Given request 1
From the From, To, and Cc lines of the io_uring patch reply below, list every email address.

Passage provided
Re: [PATCH v3] io_uring: implement async hybrid mode for pollable requests

From: Pavel Begunkov <asml.silence@gmail.com>
To: Hao Xu <haoxu@linux.alibaba.com>, Jens Axboe <axboe@kernel.dk>
Cc: io-uring@vger.kernel.org, Joseph Qi <joseph.qi@linux.alibaba.com>
Subject: Re: [PATCH v3] io_uring: implement async hybrid mode for pollable requests
Date: Fri, 22 Oct 2021 20:49:24 +0100	[thread overview]
Message-ID: <47b4a1bb-7918-8803-90a7-3cf95b99d84f@gmail.com> (raw)
In-Reply-To: <20211018133445.103438-1-haoxu@linux.alibaba.com>

On 10/18/21 14:34, Hao Xu wrote:
> The current logic of requests with IOSQE_ASYNC is first queueing it to
> io-worker, then execute it in a synchronous way. For unbound works like
> pollable requests(e.g. read/write a socketfd), the io-worker may stuck
> there waiting for events for a long time. And thus other works wait in
> the list for a long time too.
> Let's introduce a new way for unbound works (currently pollable
> requests), with this a request will first be queued to io-worker, then
> executed in a nonblock try rather than a synchronous way. Failure of
> that leads it to arm poll stuff and then the worker can begin to handle
> other works.
> The detail process of this kind of requests is:

Looks good, but there are a couple of moments that might be better.

Given request 2
Please pick out every line of the records below that contains the word "white", and treat case as significant.

Source material
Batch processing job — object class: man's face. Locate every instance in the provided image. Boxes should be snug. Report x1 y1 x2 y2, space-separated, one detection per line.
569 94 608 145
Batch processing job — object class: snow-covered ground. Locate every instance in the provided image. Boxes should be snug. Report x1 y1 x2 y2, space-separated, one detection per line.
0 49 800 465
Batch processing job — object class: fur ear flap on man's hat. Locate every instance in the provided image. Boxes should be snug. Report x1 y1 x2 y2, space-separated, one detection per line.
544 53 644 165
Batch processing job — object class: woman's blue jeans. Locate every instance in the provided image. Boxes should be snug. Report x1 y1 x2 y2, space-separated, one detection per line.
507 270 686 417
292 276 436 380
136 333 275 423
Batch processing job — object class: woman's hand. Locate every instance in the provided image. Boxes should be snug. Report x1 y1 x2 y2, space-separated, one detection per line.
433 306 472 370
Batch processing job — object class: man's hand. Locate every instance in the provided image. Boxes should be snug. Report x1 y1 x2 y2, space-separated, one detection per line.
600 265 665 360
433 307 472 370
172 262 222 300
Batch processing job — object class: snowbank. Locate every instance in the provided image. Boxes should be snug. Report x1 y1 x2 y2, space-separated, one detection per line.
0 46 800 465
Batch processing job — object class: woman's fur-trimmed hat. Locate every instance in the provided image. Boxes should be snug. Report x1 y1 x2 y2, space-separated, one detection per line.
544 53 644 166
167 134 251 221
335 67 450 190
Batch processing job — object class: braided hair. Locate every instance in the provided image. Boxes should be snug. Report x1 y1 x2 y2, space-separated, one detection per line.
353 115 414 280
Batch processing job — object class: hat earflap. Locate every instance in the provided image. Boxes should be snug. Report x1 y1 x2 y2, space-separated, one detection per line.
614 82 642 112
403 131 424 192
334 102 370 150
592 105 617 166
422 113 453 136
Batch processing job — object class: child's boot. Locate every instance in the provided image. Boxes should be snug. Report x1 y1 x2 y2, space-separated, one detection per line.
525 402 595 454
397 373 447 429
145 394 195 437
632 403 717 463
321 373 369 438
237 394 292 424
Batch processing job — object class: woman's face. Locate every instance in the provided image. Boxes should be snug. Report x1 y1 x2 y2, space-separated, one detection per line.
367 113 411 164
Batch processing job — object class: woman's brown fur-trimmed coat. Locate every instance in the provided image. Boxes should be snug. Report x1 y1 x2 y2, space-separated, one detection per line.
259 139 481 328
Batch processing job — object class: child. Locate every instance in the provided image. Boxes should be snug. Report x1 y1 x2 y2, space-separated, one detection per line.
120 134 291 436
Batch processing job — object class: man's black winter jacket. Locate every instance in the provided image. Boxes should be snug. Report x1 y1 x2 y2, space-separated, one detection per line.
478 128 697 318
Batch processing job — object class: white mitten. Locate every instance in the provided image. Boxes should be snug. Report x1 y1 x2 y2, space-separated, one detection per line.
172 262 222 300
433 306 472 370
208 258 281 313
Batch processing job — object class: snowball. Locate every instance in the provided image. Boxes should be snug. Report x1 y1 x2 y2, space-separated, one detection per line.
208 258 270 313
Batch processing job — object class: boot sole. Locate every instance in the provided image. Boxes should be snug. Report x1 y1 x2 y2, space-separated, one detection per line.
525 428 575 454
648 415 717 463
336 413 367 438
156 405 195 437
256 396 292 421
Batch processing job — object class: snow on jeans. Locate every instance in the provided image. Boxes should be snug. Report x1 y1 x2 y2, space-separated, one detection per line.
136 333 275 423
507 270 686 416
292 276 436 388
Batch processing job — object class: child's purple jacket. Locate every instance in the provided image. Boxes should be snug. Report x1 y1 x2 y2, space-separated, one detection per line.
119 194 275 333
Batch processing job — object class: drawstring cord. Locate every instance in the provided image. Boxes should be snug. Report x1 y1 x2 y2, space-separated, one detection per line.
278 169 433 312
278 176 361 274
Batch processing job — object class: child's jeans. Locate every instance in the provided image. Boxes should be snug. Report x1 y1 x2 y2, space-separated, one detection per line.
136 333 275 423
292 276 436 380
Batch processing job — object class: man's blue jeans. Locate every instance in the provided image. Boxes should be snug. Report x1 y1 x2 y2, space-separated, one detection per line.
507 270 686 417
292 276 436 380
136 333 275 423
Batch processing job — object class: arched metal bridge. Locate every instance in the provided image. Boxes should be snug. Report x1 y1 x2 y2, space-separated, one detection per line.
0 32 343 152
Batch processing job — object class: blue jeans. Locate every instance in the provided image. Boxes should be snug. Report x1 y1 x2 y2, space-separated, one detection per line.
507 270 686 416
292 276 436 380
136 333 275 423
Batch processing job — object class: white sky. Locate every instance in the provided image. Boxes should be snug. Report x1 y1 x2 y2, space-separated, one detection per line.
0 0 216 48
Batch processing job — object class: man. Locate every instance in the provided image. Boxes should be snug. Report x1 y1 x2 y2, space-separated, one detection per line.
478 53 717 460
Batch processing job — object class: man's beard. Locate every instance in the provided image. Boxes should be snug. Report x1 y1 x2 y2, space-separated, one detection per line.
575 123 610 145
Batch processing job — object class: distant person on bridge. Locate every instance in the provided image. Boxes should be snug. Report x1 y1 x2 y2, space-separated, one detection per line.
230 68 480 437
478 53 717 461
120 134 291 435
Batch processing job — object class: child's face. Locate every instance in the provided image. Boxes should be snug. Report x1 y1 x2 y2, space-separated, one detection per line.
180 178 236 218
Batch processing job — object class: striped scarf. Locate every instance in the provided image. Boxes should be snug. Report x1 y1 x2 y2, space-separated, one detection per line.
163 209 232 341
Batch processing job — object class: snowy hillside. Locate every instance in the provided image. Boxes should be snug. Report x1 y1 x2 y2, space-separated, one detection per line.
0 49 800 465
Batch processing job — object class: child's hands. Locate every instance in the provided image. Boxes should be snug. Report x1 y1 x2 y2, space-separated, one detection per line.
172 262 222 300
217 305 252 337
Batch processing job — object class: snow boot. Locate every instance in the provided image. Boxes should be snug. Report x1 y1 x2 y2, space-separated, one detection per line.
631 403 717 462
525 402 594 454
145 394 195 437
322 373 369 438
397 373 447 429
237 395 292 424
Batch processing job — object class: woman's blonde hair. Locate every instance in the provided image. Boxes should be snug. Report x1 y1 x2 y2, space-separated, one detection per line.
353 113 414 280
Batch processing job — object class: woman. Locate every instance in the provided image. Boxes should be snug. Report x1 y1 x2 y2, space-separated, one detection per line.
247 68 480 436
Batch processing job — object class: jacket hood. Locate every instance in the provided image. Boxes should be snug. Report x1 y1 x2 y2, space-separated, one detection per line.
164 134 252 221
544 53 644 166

Right answer 1
asml.silence@gmail.com
haoxu@linux.alibaba.com
axboe@kernel.dk
io-uring@vger.kernel.org
joseph.qi@linux.alibaba.com

Right answer 2
Batch processing job — object class: white mitten. Locate every instance in the provided image. Boxes should be snug. Report x1 y1 x2 y2, space-separated, one detection per line.
Batch processing job — object class: white sky. Locate every instance in the provided image. Boxes should be snug. Report x1 y1 x2 y2, space-separated, one detection per line.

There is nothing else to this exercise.